(Beginning of Provided records)

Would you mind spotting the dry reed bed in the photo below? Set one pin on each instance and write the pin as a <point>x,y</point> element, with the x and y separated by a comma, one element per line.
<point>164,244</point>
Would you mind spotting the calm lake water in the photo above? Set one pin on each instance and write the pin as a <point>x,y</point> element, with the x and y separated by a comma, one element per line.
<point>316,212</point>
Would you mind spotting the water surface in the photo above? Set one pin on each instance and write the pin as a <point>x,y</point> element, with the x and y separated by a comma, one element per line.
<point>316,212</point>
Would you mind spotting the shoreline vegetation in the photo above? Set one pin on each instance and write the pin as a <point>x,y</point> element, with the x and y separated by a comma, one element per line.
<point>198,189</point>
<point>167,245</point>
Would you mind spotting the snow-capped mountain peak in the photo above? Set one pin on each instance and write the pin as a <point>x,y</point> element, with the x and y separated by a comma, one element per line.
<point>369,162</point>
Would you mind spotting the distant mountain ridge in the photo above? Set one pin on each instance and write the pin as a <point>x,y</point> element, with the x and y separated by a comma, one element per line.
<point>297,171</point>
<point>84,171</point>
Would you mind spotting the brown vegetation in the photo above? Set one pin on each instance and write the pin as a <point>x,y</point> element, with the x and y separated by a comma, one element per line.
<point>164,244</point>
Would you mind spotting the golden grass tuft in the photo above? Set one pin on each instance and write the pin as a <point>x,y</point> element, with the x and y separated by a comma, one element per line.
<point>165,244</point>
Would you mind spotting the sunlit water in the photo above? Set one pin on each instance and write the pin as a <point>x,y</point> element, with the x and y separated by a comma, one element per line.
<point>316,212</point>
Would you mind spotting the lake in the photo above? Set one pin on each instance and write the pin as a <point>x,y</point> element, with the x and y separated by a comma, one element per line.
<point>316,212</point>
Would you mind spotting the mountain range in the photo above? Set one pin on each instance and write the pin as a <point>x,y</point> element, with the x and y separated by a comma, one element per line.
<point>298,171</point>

(End of Provided records)

(To do) Make an exact copy of all the data.

(Answer box)
Would you mind spotting the dry reed bed in the photo below? Set one pin on each instance and write the pin as a <point>x,y</point> element, with the x and y separated by a comma, one element per line.
<point>164,244</point>
Would you mind spotting the calm lake water in the photo above? Set one pin on each instance and write the pin as a <point>x,y</point> element, with the x and y separated by a comma, one element per line.
<point>316,212</point>
Would you mind spotting the water surface in the photo above? Set one pin on each instance and write the pin as a <point>x,y</point> element, with the x and y separated by a comma, one element per line.
<point>316,212</point>
Would you mind spotting the shoreline vegetation in the photo above? Set one pin on each instance and write the pin as a <point>x,y</point> element, with the x and y separated by a comma, one element per line.
<point>198,189</point>
<point>167,245</point>
Would you mind spotting the snow-capped mountain peak in the photo above? Set one pin on each instance and write the pin as a <point>x,y</point> element, with the x and y separated by a comma, one element per line.
<point>369,162</point>
Would you mind spotting the distant mountain ridge in the photo above? Set one pin on each instance and write the pin as a <point>x,y</point> element, with the x and y separated by a comma, one element per line.
<point>297,171</point>
<point>84,171</point>
Would you mind spotting the brown vegetation in the photo above? Set one pin on each instance and write the pin as a <point>x,y</point> element, with the x and y separated by a comma, one element per line.
<point>164,244</point>
Would you mind spotting the golden grass tuft in the photo above? Set one pin on each instance and write the pin as a <point>x,y</point> element, with the x and y separated by a comma, one element per line.
<point>165,244</point>
Would you mind spotting the sunlit water in the photo above? Set one pin on each instance and write the pin as a <point>x,y</point> element, with the x and y separated by a comma, one element per line.
<point>316,212</point>
Would you mind spotting the lake in the photo above? Set one pin on each instance and write the pin as a <point>x,y</point> element, with the x and y separated by a comma, one element per line.
<point>316,212</point>
Would you mind spotting the mountain range in the photo above? Set one pin on each instance and write the pin as a <point>x,y</point> element, with the x and y separated by a comma, one element per line.
<point>298,171</point>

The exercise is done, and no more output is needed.